-- BEGIN --

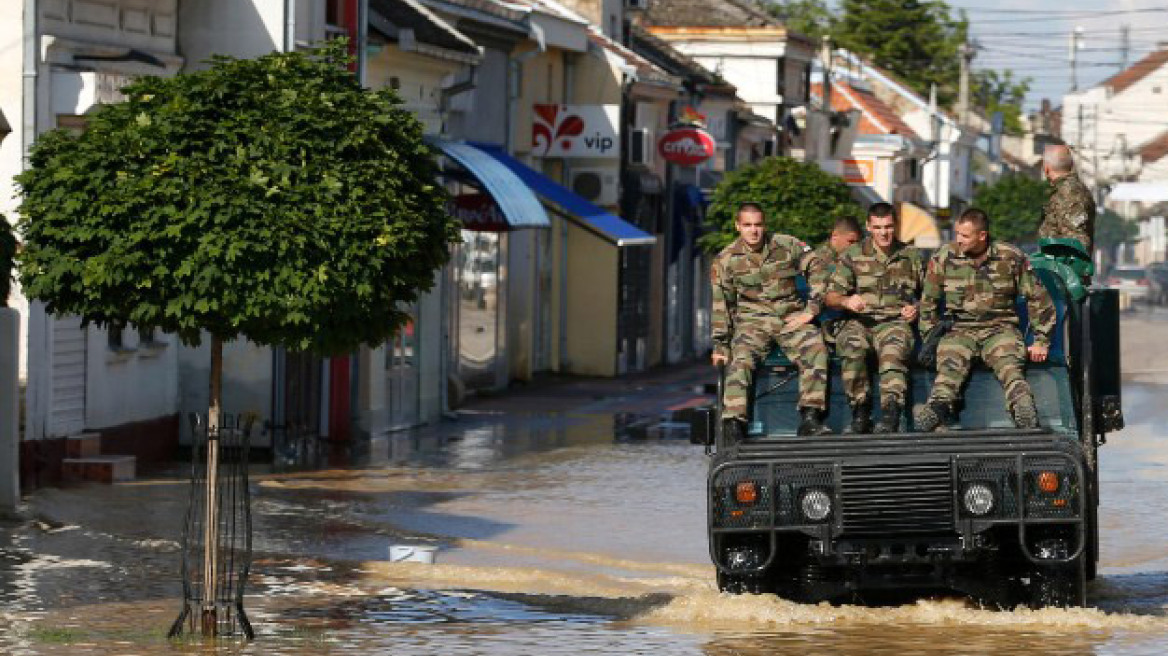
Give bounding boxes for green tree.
[832,0,969,105]
[16,43,458,421]
[763,0,835,41]
[1096,210,1140,256]
[701,158,863,252]
[971,70,1034,135]
[973,175,1050,243]
[0,215,16,307]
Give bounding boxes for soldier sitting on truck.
[826,203,924,433]
[710,203,830,442]
[915,208,1055,432]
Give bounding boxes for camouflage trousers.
[929,323,1034,409]
[722,316,827,420]
[835,319,913,406]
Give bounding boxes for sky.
[947,0,1168,113]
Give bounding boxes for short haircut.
[957,208,989,232]
[868,203,897,221]
[734,201,766,222]
[832,216,864,235]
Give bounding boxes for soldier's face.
[868,216,896,249]
[735,211,766,249]
[827,230,860,253]
[953,221,989,256]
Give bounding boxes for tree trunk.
[202,336,223,636]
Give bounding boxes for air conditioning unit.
[628,127,656,167]
[569,168,620,205]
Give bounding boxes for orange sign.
[843,160,876,184]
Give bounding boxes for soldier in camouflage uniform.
[1038,146,1096,249]
[710,203,829,440]
[915,208,1055,431]
[804,216,863,349]
[826,203,924,433]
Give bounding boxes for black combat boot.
[843,399,872,435]
[1010,399,1038,428]
[722,419,746,445]
[872,400,904,434]
[912,400,950,433]
[798,407,832,438]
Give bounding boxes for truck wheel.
[717,571,771,594]
[1030,556,1087,608]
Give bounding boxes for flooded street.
[0,310,1168,656]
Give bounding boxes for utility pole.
[958,42,975,125]
[1070,26,1083,91]
[1119,23,1132,71]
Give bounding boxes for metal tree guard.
[168,413,256,640]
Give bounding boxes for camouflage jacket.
[710,235,820,356]
[1038,173,1096,253]
[920,240,1055,346]
[804,243,840,299]
[827,237,924,321]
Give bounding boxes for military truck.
[691,239,1124,608]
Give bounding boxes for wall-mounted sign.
[843,160,876,186]
[446,194,510,232]
[658,127,715,166]
[531,105,620,159]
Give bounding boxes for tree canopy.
[701,158,863,251]
[0,215,16,307]
[16,43,458,354]
[973,175,1050,243]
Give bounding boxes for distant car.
[1105,264,1152,301]
[1148,261,1168,305]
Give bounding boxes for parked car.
[1105,264,1152,301]
[1148,261,1168,305]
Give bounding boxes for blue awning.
[471,141,656,246]
[426,137,551,229]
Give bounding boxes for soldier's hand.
[843,294,868,312]
[784,312,815,328]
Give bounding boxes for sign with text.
[843,160,876,186]
[446,194,510,232]
[531,105,620,159]
[658,127,716,166]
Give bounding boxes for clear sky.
[947,0,1168,109]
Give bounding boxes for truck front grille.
[840,461,954,536]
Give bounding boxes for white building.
[1062,42,1168,188]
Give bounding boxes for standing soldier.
[915,208,1055,431]
[710,203,830,441]
[1038,146,1096,249]
[827,203,923,433]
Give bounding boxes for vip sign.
[531,105,620,159]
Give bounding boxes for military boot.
[912,400,950,433]
[872,400,904,434]
[798,407,832,438]
[843,399,872,435]
[722,419,746,445]
[1010,399,1038,428]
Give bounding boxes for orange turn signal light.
[734,481,758,503]
[1038,472,1058,494]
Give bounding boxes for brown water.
[0,384,1168,656]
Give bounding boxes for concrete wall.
[565,223,619,376]
[179,0,285,70]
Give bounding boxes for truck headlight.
[799,489,832,522]
[961,483,994,517]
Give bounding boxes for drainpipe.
[284,0,297,53]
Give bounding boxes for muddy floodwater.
[0,324,1168,656]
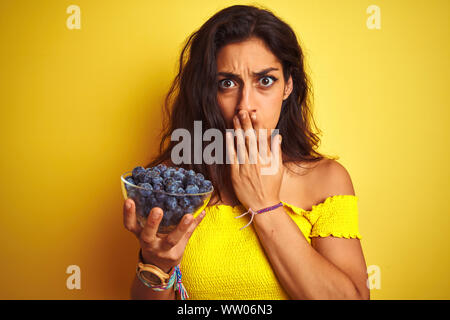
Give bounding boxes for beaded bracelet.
[235,202,283,230]
[136,250,189,300]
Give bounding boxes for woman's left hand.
[226,110,283,211]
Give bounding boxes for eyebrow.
[218,68,278,78]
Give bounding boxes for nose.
[236,84,256,114]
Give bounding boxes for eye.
[259,76,278,88]
[219,79,234,89]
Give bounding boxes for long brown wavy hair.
[147,5,338,204]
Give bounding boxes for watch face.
[141,270,163,286]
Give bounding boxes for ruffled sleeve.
[309,195,362,239]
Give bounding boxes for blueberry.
[186,170,195,177]
[139,173,152,183]
[151,177,164,187]
[138,183,153,197]
[177,187,186,194]
[183,176,196,187]
[132,166,145,181]
[165,197,177,211]
[163,177,175,186]
[162,168,176,178]
[125,176,136,185]
[178,197,191,209]
[200,180,212,193]
[186,184,199,194]
[154,163,167,173]
[146,168,161,178]
[165,183,178,193]
[156,192,167,204]
[172,171,184,181]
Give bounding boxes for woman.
[124,5,369,300]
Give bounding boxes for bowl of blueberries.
[120,164,214,233]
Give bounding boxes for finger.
[225,131,239,172]
[162,213,194,250]
[123,198,142,237]
[185,210,206,243]
[239,110,258,164]
[141,207,164,243]
[233,116,248,164]
[271,134,283,172]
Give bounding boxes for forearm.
[130,275,176,300]
[253,207,360,299]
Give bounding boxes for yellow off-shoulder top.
[180,195,362,300]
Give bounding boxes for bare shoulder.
[317,159,355,198]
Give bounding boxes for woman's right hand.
[123,199,205,273]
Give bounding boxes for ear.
[283,76,293,101]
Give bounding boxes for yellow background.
[0,0,450,299]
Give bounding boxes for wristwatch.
[136,250,175,287]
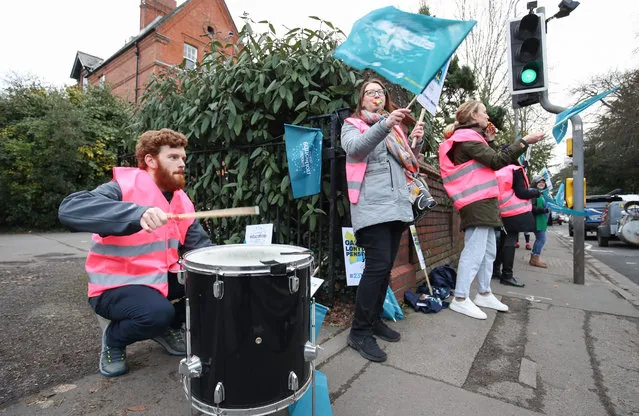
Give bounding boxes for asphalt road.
[552,225,639,285]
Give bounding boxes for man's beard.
[156,161,184,192]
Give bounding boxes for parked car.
[568,195,622,237]
[597,201,639,247]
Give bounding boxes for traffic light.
[507,10,548,98]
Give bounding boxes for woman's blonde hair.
[444,100,482,139]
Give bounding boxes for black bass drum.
[183,244,313,415]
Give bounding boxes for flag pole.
[410,108,426,149]
[406,95,417,110]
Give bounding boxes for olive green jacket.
[450,127,528,231]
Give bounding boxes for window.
[184,43,197,69]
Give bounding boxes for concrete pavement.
[0,228,639,416]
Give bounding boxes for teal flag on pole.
[543,193,586,217]
[334,6,477,94]
[552,87,619,144]
[555,182,566,205]
[284,124,323,198]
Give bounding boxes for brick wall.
[390,164,464,301]
[88,0,237,102]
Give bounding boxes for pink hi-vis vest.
[497,165,532,218]
[439,129,499,210]
[85,168,195,297]
[344,117,406,204]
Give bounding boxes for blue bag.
[382,286,404,321]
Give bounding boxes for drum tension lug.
[213,276,224,299]
[180,355,202,378]
[176,269,186,286]
[288,371,300,391]
[288,276,300,294]
[213,381,225,405]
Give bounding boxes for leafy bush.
[0,79,133,229]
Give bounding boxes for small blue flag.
[552,87,619,144]
[334,6,477,94]
[284,124,323,198]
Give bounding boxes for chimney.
[140,0,177,30]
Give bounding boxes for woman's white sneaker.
[449,298,487,319]
[474,292,508,312]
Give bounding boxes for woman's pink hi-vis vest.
[497,165,532,218]
[439,129,499,210]
[85,168,195,297]
[344,117,406,204]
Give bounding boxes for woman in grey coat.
[341,79,424,362]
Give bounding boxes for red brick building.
[71,0,237,103]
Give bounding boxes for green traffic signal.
[521,68,537,85]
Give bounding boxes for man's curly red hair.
[135,129,189,169]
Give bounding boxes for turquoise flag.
[552,87,619,144]
[555,182,566,205]
[284,124,323,198]
[334,6,477,94]
[543,193,586,217]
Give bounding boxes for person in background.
[515,233,532,250]
[529,175,550,269]
[58,129,212,377]
[492,163,540,287]
[341,79,424,362]
[439,100,543,319]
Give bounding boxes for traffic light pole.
[539,90,586,285]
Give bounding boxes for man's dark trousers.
[89,273,186,347]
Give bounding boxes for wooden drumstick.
[410,108,426,149]
[167,206,260,220]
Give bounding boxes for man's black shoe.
[348,334,386,363]
[373,320,402,342]
[499,277,526,287]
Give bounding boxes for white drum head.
[184,244,313,274]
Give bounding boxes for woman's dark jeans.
[351,221,408,337]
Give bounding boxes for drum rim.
[182,363,313,416]
[182,244,313,276]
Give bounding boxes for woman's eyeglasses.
[364,90,385,97]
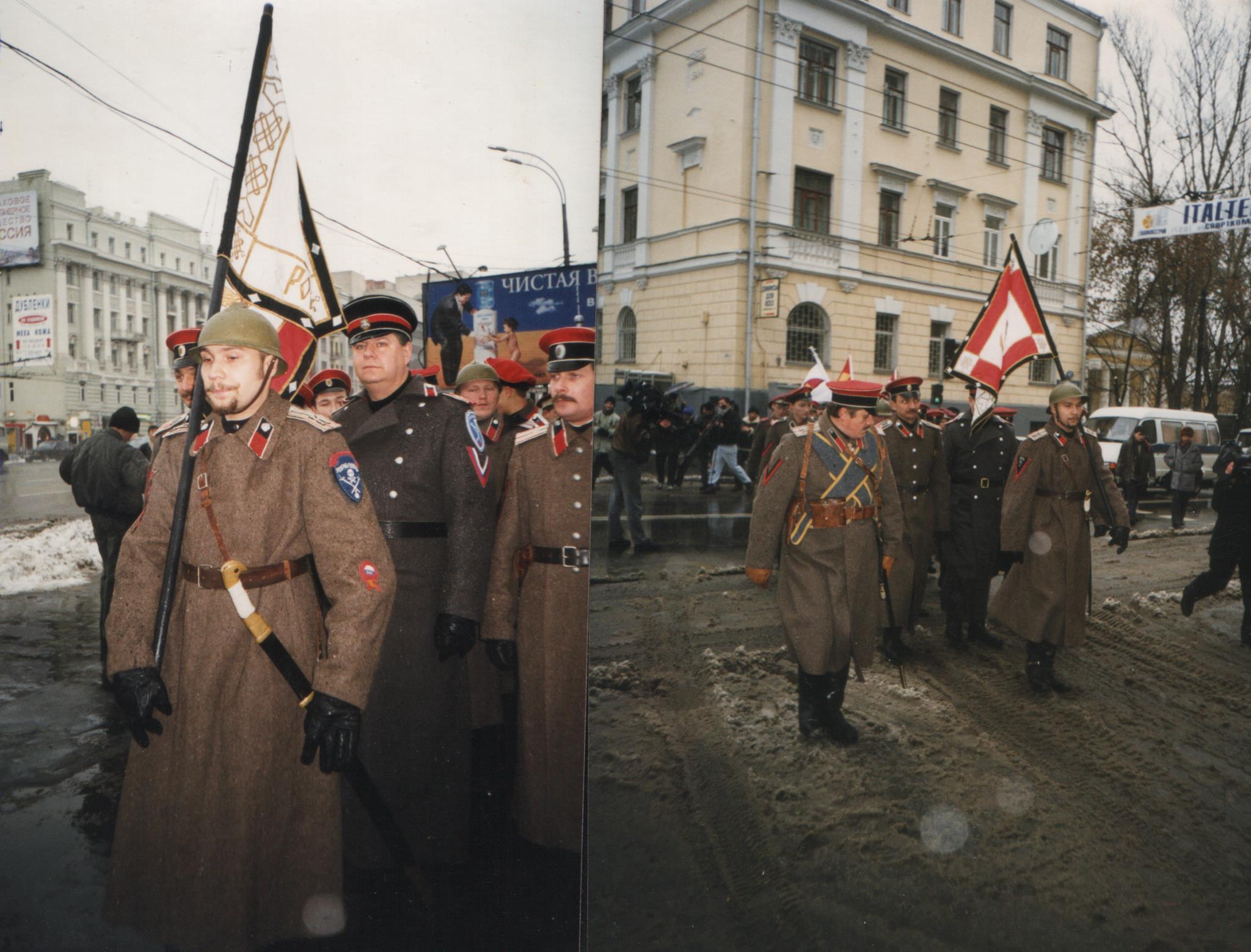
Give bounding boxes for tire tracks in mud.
[626,583,820,948]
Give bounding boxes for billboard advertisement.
[0,191,38,267]
[12,294,55,366]
[421,264,596,387]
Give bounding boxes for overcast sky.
[0,0,603,278]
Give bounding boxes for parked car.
[1086,407,1220,485]
[30,439,74,459]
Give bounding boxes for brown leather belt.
[525,545,591,568]
[1035,489,1090,503]
[377,519,448,539]
[788,499,877,529]
[183,556,313,588]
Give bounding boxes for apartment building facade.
[598,0,1112,427]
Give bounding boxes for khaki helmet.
[195,303,286,377]
[454,363,499,387]
[1047,380,1086,407]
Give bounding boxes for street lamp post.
[487,145,569,267]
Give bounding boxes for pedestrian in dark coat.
[60,407,148,687]
[991,383,1129,692]
[747,380,902,743]
[877,377,950,664]
[1165,427,1203,529]
[335,294,495,885]
[431,282,473,387]
[1116,426,1156,526]
[938,387,1017,648]
[105,305,395,952]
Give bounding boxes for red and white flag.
[221,42,343,399]
[947,236,1060,428]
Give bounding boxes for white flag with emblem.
[221,36,343,399]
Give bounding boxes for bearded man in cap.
[938,384,1017,649]
[335,294,495,916]
[60,402,150,688]
[747,380,902,743]
[106,304,395,950]
[877,377,950,664]
[148,328,200,460]
[991,382,1129,693]
[483,327,596,950]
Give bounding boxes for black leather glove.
[301,691,360,773]
[112,668,174,747]
[434,614,478,661]
[1107,525,1129,556]
[481,638,517,670]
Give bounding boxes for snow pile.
[0,518,101,595]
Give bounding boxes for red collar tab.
[552,416,569,457]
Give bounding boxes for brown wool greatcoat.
[483,427,592,851]
[106,394,395,952]
[335,379,498,867]
[990,421,1129,645]
[747,413,902,674]
[877,419,950,632]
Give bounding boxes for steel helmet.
[195,303,286,377]
[1047,380,1086,407]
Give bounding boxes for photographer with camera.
[608,380,672,556]
[1181,440,1251,648]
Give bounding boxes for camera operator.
[1181,440,1251,648]
[608,380,672,556]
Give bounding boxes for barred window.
[786,303,830,364]
[874,314,900,374]
[800,37,838,106]
[617,308,638,364]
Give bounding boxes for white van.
[1086,407,1221,484]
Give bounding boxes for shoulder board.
[153,413,188,438]
[286,407,343,433]
[513,420,550,446]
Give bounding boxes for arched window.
[617,308,638,364]
[786,304,830,364]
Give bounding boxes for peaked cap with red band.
[343,294,417,344]
[408,364,443,384]
[487,355,535,387]
[882,377,922,398]
[826,380,882,412]
[165,328,200,370]
[539,327,596,372]
[307,366,351,393]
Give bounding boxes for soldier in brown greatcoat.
[483,327,596,948]
[747,380,902,743]
[335,294,495,918]
[877,377,950,664]
[106,305,395,952]
[991,383,1129,692]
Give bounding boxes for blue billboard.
[421,264,596,387]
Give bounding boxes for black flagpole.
[153,4,274,670]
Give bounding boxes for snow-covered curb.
[0,518,100,595]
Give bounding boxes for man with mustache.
[483,327,596,950]
[335,294,498,947]
[106,304,395,950]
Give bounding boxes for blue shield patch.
[330,449,365,503]
[465,410,487,453]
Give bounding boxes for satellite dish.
[1026,217,1060,258]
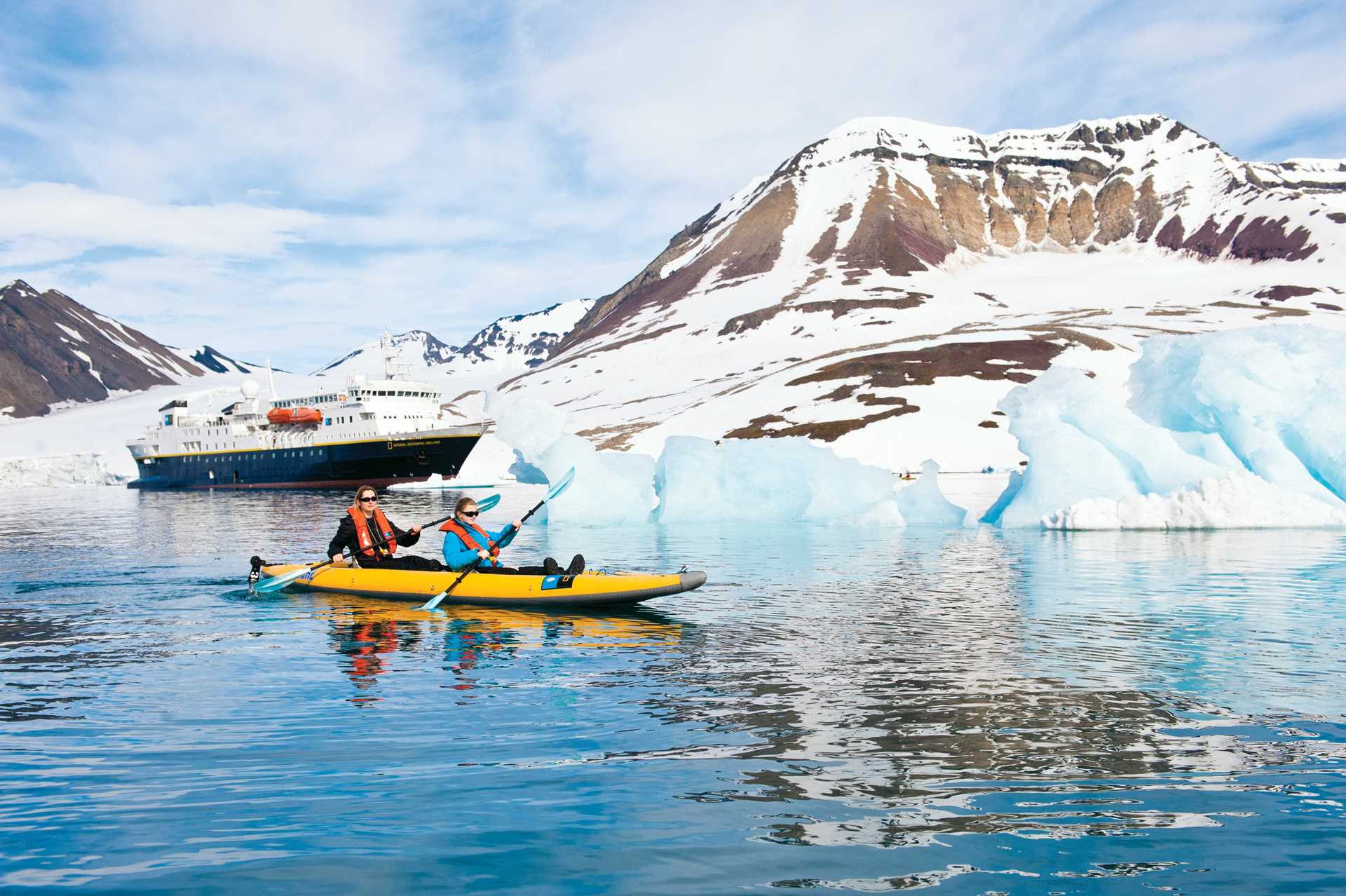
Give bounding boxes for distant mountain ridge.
[501,116,1346,470]
[0,280,255,417]
[313,299,594,378]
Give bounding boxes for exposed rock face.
[315,299,594,376]
[1047,199,1075,246]
[988,202,1019,246]
[930,165,986,252]
[1070,190,1097,246]
[501,116,1346,470]
[0,280,205,417]
[1135,176,1163,242]
[1229,217,1318,261]
[1099,177,1136,245]
[557,116,1346,351]
[841,168,954,276]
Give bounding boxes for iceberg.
[897,460,976,529]
[487,395,967,527]
[654,436,902,526]
[983,325,1346,529]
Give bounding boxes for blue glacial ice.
[983,325,1346,529]
[897,460,976,529]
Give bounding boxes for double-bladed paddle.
[420,467,575,609]
[253,495,501,595]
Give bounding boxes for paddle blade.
[253,566,308,595]
[419,586,449,609]
[543,467,575,502]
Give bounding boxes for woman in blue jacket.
[440,498,584,576]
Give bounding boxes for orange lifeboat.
[266,407,323,423]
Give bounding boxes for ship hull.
[128,433,480,489]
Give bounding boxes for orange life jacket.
[440,520,501,566]
[346,506,397,557]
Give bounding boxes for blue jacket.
[444,523,518,572]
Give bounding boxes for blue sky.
[0,0,1346,370]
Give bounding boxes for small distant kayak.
[261,564,705,606]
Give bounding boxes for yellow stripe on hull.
[261,564,705,606]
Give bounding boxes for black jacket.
[327,514,420,566]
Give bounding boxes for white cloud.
[0,183,323,257]
[0,0,1346,366]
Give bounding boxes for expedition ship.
[126,349,483,489]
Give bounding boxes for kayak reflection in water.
[327,486,443,571]
[440,498,584,576]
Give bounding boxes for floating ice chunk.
[897,460,967,529]
[537,433,654,526]
[1042,470,1346,529]
[486,391,569,460]
[1131,325,1346,507]
[654,436,902,526]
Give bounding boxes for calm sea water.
[0,487,1346,893]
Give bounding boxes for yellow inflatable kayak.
[261,564,705,606]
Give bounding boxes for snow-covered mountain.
[503,116,1346,470]
[0,280,246,417]
[315,299,595,379]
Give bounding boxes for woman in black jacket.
[327,486,444,571]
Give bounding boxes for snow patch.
[0,452,128,489]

-- END --

*Task goal*
Return, word for word, everything from the row containing "Give bounding boxes for barred window." down to the row containing "[266,407,323,423]", with both of those rows included. Leave the pictures out.

*Exercise result*
Give bounding boxes for barred window.
[786,303,830,364]
[874,314,900,374]
[800,37,838,106]
[617,308,638,364]
Give bounding boxes for white van.
[1086,407,1221,484]
Give bounding boxes for shoulder board.
[153,413,188,438]
[286,407,343,433]
[513,420,550,446]
Give bounding boxes for arched window.
[617,308,638,364]
[786,304,830,364]
Give bounding boxes for peaked cap with red band.
[343,294,417,344]
[408,364,443,384]
[487,355,535,387]
[882,377,922,398]
[826,380,882,412]
[165,328,200,370]
[539,327,596,372]
[307,366,351,393]
Give bounding boxes for soldier in brown greatcoat.
[483,327,596,948]
[747,380,902,743]
[335,294,495,918]
[877,377,950,664]
[106,305,395,952]
[991,383,1129,692]
Give bounding boxes for blue billboard.
[421,264,596,387]
Give bounding boxes for black flagpole.
[153,4,274,670]
Give bounding boxes for snow-covered curb.
[0,518,100,595]
Give bounding boxes for man with mustache.
[483,327,596,950]
[335,294,498,947]
[106,304,395,950]
Give bounding boxes for blue shield patch.
[330,449,365,503]
[465,410,487,453]
Give bounding boxes for satellite dish.
[1026,217,1060,258]
Give bounding boxes for distant mountain ridge.
[501,116,1346,470]
[0,280,255,417]
[313,299,594,378]
Give bounding boxes for exposed rock face.
[315,299,594,376]
[1047,199,1075,246]
[988,202,1019,246]
[930,165,986,252]
[1070,190,1097,246]
[501,116,1346,470]
[0,280,205,417]
[1135,176,1163,242]
[1229,217,1318,261]
[1099,177,1136,245]
[557,116,1346,351]
[841,168,954,276]
Give bounding boxes for iceberg.
[897,460,976,529]
[487,395,967,527]
[654,436,902,526]
[983,325,1346,529]
Give bounding boxes for blue glacial ice.
[983,325,1346,529]
[897,460,976,529]
Give bounding boxes for double-bladed paddle.
[420,467,575,609]
[253,495,501,595]
Give bounding boxes for paddle blade.
[253,566,308,595]
[419,586,449,609]
[543,467,575,502]
Give bounding boxes for woman in blue jacket.
[440,498,584,576]
Give bounding boxes for orange lifeboat.
[266,407,323,423]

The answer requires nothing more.